Can you write out again every line from the one containing "Target: black baseball cap" through the one containing "(1036, 421)", both included, keeping the lines without coordinates unchanged and shifting each coordinate in the answer points by -17?

── Raw records ──

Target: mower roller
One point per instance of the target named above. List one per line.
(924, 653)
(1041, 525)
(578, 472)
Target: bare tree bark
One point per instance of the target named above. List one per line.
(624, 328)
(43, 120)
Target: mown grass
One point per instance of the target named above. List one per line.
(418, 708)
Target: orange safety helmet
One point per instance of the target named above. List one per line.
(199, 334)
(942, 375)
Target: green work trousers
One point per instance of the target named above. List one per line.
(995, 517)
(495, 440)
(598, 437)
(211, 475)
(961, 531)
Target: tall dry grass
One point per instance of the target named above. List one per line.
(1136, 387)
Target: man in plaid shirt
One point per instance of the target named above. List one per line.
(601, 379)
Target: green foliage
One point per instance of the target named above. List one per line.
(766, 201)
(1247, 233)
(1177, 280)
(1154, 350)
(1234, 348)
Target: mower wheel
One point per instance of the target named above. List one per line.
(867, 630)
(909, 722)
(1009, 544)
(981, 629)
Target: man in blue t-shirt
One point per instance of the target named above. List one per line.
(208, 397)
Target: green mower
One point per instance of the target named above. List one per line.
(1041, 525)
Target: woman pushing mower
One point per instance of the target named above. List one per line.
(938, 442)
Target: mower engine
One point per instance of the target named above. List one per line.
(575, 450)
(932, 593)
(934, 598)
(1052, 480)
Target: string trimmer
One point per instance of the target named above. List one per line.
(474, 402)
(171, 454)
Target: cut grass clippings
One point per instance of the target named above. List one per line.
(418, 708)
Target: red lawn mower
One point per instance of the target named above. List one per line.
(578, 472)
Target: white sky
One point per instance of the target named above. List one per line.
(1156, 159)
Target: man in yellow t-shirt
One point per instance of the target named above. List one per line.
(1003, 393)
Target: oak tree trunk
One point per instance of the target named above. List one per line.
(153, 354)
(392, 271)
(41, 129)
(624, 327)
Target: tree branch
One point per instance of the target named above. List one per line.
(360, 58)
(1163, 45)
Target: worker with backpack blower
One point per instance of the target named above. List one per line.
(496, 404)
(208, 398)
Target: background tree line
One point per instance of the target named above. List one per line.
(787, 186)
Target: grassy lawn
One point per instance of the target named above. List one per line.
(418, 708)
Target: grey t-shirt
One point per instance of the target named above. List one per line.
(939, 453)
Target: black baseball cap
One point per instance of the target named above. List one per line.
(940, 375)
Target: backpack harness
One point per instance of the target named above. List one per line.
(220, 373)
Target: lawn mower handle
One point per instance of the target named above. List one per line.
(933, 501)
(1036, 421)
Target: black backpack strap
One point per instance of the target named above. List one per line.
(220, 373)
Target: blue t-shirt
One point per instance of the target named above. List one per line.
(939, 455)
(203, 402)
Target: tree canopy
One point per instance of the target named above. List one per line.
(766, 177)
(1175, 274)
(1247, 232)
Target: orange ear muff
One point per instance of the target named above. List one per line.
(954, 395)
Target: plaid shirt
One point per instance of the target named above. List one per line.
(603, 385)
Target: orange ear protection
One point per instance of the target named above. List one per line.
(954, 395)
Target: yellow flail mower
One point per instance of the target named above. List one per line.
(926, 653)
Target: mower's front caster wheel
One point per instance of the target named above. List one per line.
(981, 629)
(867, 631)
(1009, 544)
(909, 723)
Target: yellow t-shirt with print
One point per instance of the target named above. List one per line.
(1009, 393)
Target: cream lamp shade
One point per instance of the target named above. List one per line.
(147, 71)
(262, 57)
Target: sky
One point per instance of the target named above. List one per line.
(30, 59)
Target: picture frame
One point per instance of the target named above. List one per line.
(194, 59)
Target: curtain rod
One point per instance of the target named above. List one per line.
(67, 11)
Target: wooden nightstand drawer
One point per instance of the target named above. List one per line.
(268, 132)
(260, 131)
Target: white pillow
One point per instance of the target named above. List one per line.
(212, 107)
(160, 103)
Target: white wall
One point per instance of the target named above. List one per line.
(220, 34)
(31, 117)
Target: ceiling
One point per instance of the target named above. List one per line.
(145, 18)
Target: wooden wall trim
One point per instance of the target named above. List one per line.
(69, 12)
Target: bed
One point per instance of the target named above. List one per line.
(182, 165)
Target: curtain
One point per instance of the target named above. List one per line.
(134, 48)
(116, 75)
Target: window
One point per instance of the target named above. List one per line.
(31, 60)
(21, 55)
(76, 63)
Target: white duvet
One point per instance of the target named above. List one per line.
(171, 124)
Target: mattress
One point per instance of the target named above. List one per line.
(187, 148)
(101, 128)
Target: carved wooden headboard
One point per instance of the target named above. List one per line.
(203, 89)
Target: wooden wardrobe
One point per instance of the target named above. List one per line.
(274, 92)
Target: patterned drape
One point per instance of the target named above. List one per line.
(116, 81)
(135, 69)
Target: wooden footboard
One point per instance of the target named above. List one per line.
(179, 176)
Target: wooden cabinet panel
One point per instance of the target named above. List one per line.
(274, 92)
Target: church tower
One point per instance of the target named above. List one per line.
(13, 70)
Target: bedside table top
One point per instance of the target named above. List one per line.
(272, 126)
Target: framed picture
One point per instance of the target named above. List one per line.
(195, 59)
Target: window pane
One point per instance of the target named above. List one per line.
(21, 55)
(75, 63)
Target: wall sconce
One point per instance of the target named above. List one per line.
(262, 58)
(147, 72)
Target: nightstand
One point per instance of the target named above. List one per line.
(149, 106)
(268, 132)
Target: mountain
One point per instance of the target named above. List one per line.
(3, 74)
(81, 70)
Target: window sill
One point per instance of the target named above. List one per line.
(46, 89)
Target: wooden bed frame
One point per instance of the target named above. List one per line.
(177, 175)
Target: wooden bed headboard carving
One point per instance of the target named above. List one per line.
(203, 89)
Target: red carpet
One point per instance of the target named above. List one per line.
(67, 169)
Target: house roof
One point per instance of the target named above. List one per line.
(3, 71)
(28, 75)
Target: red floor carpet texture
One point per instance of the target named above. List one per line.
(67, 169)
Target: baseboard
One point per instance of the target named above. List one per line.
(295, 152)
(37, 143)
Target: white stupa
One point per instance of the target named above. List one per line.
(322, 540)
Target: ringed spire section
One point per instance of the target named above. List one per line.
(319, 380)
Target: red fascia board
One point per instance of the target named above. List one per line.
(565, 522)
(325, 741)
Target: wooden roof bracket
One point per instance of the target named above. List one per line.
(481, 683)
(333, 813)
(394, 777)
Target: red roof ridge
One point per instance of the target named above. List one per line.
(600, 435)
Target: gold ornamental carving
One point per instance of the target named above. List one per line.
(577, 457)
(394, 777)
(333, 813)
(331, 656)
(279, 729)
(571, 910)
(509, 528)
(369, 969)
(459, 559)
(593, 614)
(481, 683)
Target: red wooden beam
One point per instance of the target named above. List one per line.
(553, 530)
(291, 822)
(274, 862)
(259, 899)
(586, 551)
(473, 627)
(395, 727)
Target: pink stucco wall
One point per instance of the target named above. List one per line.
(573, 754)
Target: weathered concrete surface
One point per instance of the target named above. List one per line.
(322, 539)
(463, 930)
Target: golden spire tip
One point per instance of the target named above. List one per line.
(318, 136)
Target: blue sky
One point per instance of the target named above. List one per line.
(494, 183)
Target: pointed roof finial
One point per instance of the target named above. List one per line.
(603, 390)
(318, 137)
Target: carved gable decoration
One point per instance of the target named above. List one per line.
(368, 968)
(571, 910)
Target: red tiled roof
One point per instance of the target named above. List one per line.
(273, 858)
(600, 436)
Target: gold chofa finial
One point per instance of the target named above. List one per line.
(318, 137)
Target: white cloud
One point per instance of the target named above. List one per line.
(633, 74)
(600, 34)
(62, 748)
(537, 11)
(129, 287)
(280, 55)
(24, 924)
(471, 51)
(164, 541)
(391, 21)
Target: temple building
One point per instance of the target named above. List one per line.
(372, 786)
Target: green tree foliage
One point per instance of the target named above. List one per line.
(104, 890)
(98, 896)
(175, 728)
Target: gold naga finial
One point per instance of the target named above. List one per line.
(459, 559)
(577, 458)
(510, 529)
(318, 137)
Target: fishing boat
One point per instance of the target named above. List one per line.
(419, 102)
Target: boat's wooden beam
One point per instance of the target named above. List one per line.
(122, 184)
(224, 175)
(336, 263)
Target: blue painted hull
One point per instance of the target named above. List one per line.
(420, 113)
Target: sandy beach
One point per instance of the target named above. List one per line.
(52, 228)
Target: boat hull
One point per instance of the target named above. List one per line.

───

### Reply
Target: black baseball cap
One point per instance of the target named above. List one per line.
(923, 358)
Target: backpack harness
One point per instance of the target named above. List one per line.
(203, 356)
Target: lawn mower handle
One point per instance of the target named above. List one per line.
(916, 484)
(1019, 404)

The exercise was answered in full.